◆ **EXERCISE DETAILS**
Write the next part of the post about marathon recovery, beginning after its final sentence.

◆ **TEXT SHOWN**
◇ ◇ ◇

First, this is hilarious. And I promise, someday I’ll stop talking about the marathon… but, it’s time to talk recovery.
I read several articles about what to do in recovery. How your body reacts after you ask it to run 26.2 miles. How you go through a bit of a let down. How it’s much like recovering from a bad car accident… but nothing prepared me for the way I’ve felt the last few weeks.
First, let’s discuss a bit of what happened in the hours after the marathon. The gastric disturbance that hit me like a tidal wave is something I won’t soon forget. I cried out many times from the bathroom that I had done “irreparable damage to my body!!!” And “someone make it stop!!!!” A shower, a long bath, some prayers, an exorcism of my intestines, and multiple trips to the toilet later, I finally thought I might actually survive. My entire body was spasming at one point. My fingers were shaking. I wasn’t hungry at all but had to force myself to eat a banana and a RX Bar to get some calories in. The plan was to order room service, but I made us get up and get out and go to a restaurant. That was probably the best thing we could have done. The first several steps were hard but the more we walked around the better we felt. And wearing our bling around town felt pretty amazing :).

◇ ◇ ◇

Referring expression pointing data:
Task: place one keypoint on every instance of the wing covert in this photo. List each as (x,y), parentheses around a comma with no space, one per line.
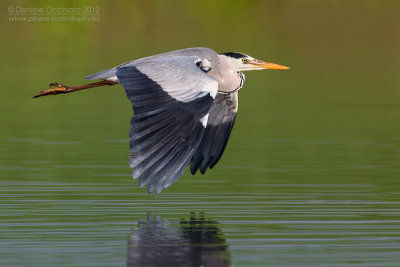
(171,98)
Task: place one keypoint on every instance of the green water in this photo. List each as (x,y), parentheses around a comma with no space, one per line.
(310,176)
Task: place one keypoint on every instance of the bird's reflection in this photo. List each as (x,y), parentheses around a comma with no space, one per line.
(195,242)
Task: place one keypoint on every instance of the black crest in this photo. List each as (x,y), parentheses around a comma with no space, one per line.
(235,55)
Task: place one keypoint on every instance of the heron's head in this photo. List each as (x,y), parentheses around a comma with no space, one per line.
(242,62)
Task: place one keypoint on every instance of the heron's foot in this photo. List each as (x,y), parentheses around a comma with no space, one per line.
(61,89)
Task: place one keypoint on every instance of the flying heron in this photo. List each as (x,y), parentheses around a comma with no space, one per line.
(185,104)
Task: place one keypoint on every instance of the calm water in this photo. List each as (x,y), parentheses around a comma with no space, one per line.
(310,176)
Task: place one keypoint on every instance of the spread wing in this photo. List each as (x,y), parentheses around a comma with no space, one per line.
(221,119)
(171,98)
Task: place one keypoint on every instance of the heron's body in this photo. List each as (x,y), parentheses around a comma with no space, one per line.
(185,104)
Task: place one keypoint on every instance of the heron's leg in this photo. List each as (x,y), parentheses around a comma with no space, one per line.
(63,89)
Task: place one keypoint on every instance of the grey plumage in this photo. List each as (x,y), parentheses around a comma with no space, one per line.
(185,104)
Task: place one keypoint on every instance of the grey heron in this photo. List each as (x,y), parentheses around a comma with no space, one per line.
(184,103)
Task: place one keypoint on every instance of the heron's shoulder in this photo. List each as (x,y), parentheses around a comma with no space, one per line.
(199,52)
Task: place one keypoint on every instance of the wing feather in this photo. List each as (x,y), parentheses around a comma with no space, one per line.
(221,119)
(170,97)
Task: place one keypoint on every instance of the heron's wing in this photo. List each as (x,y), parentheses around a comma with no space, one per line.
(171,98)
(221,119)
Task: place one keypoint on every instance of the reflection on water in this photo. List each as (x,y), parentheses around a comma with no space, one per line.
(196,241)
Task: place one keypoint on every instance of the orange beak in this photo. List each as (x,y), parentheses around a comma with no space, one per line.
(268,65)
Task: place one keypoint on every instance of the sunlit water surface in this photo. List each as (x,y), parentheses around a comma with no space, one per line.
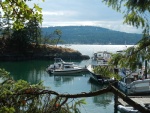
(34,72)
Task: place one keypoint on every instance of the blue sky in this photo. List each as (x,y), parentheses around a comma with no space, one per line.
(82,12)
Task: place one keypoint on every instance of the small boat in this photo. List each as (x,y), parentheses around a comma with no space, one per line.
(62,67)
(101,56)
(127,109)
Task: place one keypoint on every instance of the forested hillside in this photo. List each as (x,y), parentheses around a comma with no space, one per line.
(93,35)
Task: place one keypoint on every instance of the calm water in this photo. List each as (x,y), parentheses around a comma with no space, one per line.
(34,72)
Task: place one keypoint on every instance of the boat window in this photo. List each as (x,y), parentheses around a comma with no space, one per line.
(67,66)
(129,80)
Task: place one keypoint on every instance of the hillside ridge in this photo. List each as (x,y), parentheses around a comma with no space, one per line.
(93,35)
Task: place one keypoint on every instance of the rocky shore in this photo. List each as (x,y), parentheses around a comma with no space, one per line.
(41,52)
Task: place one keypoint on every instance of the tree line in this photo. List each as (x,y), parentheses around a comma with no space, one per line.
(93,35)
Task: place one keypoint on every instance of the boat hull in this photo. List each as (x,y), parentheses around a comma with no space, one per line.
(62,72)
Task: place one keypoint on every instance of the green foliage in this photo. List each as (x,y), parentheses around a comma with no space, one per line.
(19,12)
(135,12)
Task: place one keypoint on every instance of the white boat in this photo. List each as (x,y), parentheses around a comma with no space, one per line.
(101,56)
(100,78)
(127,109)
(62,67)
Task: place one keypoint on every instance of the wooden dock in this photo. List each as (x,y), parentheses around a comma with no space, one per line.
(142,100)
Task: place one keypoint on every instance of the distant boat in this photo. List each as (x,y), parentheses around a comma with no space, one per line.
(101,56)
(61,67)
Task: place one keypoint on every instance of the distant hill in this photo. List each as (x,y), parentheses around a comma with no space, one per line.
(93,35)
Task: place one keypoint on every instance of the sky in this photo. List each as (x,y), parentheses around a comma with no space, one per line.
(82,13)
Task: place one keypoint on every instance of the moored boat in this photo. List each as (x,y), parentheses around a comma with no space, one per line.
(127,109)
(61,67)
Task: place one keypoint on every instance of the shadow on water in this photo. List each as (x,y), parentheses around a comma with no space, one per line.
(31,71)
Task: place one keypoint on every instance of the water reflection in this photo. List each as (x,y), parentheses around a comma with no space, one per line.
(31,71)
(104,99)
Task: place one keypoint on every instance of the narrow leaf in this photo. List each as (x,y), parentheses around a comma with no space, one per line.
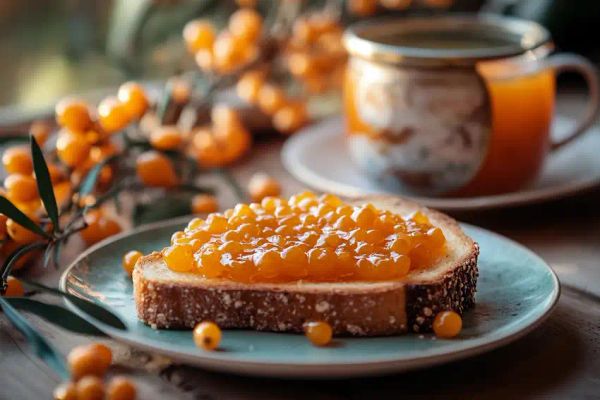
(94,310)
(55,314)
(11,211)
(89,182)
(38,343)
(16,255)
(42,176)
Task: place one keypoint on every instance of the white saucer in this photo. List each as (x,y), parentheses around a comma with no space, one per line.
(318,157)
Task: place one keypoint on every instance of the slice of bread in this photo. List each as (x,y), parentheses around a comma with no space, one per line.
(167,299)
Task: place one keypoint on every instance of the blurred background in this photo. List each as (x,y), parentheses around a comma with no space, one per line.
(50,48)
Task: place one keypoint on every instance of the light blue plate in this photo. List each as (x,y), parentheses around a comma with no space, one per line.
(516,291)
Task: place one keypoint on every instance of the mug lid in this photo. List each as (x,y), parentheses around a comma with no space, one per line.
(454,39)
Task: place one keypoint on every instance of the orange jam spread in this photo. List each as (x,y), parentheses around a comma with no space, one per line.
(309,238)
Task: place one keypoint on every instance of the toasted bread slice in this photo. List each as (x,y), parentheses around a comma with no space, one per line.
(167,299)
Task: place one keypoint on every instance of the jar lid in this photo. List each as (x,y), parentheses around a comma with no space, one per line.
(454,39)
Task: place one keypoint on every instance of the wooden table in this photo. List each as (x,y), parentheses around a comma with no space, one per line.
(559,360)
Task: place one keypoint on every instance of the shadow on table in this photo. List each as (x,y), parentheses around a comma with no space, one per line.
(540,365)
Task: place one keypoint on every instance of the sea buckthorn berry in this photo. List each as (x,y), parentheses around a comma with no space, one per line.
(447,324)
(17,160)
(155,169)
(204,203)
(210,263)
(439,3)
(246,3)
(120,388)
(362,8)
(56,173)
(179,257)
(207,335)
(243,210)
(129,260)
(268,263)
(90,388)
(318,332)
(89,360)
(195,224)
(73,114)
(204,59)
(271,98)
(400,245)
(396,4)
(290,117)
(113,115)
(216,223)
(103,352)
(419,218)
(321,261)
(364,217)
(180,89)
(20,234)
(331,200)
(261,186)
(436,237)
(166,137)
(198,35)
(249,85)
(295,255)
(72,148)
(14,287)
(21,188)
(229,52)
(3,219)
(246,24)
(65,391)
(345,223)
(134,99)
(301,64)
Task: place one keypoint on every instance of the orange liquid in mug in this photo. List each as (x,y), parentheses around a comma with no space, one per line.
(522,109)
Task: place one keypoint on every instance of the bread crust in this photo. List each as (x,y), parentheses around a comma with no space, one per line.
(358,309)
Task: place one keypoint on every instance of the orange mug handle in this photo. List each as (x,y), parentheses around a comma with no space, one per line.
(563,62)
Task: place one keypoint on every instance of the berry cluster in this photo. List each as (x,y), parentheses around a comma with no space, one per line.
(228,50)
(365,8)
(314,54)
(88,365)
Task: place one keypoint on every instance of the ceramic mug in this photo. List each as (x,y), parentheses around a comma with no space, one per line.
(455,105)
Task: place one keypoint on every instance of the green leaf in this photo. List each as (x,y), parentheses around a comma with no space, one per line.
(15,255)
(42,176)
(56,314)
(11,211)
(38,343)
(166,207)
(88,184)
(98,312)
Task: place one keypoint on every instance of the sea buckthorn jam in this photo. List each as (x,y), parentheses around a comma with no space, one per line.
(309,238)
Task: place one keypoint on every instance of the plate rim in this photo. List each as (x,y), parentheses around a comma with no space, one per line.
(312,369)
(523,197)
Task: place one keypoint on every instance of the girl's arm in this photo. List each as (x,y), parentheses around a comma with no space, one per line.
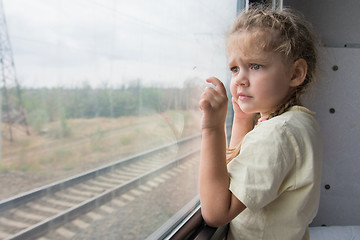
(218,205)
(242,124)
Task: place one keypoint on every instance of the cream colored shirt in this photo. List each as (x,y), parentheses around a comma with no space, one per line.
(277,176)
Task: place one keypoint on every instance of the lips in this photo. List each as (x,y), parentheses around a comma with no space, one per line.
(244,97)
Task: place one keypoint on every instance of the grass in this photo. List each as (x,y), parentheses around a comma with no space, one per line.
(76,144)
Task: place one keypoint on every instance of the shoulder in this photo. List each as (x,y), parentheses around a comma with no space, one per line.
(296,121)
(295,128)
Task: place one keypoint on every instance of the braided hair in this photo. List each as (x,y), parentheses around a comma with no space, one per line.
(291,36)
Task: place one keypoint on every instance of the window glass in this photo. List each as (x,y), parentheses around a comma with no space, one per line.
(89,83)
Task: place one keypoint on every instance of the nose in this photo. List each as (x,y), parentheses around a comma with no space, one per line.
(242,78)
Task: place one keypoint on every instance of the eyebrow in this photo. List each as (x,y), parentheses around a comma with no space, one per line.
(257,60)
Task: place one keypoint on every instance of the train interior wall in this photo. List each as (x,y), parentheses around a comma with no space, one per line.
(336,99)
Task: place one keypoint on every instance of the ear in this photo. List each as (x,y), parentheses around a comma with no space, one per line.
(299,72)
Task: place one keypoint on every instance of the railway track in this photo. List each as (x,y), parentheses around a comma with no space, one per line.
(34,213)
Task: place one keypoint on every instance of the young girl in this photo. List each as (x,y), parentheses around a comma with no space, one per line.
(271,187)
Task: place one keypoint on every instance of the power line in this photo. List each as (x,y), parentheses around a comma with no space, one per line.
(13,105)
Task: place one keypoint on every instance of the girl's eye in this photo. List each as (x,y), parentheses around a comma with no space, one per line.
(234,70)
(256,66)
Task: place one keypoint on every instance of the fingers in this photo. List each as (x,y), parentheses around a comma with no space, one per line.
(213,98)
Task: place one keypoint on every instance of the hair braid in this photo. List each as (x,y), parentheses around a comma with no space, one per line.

◇ ◇ ◇

◆ **OUTPUT BELOW**
The muscle soreness lasted for days on end. Never again, will I run a race on concrete roads.
Also. My toes. The saga of my toes has consumed the majority of my conversations the last 2 1/2 weeks. 5/10 are black. Some partially, some completely. One developed a blood blister underneath the nail and I was able to pop it and drain it. It was both fascinating and disgusting.
5 days into recovery, my big toe on my right foot began throbbing at night when I was sleeping. By Saturday morning, I couldn’t take anymore. I decided to try to trim my toenail.
A biblical around of reddish, watery fluid shot out across the room. I screamed. I lightly pressed on the nail, and gallons more poured out. I ran to my husband in a complete freak out.
THE PAIN BEGAN. Imagine the pain of cutting your nail way too short… so short it’s bleeding. And then you shove that nail into a bowl of lemon juice, hot sauce, and salt. And then multiply that by 10. I was crying and praying and blinded by pain. I finally found relief by coating the toenail in antibiotic ointment with pain relief and wrapping it in a bandage.
Somehow, I managed to put on heels and go to a wedding.
That toenail is still threatening to fall off. It’s half black and liquid still oozes out after I shower. I think there was a huge blister under the nail and I popped it. And now there’s a gap under the nail. It’s so gross.
And no. I’m not posting a pic. There are plenty of pictures of runners toenails online if you want a visual.
And while Brian has every other runner issue known to main, he does not suffer from black toenails 😂. Lucky guy!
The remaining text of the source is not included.